■ What the exercise asks:
Collect every line of the data below that contains the string "officer". Matching is case-sensitive.

■ Available records:
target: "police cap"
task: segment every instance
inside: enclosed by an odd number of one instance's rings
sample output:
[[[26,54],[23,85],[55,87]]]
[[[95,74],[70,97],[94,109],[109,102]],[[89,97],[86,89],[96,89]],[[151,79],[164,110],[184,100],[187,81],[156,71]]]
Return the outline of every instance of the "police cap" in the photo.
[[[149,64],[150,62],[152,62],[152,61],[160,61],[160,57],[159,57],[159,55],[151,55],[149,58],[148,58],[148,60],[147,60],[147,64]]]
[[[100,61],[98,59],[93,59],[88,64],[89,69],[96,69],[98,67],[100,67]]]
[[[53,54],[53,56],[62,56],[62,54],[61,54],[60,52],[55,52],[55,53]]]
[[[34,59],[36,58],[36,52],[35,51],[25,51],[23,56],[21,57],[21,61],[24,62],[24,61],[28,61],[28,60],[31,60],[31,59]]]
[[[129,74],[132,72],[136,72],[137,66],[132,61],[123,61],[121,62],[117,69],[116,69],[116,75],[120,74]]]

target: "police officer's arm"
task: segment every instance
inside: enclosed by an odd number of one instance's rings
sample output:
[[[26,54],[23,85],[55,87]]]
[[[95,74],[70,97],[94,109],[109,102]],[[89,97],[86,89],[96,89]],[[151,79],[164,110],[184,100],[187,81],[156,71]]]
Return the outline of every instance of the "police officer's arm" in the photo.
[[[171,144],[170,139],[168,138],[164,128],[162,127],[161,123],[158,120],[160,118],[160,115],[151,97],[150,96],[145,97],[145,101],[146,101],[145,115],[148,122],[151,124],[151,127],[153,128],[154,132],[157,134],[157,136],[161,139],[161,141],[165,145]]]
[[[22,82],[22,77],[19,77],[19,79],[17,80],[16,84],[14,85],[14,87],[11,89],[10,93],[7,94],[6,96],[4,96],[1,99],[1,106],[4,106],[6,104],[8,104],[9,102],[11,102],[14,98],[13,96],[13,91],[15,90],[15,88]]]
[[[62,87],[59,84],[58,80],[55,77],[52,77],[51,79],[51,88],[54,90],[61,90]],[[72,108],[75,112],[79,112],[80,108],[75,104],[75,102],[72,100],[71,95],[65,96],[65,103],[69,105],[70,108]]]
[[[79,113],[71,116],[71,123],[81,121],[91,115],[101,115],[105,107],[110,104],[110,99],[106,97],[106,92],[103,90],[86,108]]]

■ Solution to the problem:
target: "police officer's arm"
Return the outline of every instance of the "police officer's arm" in the photo.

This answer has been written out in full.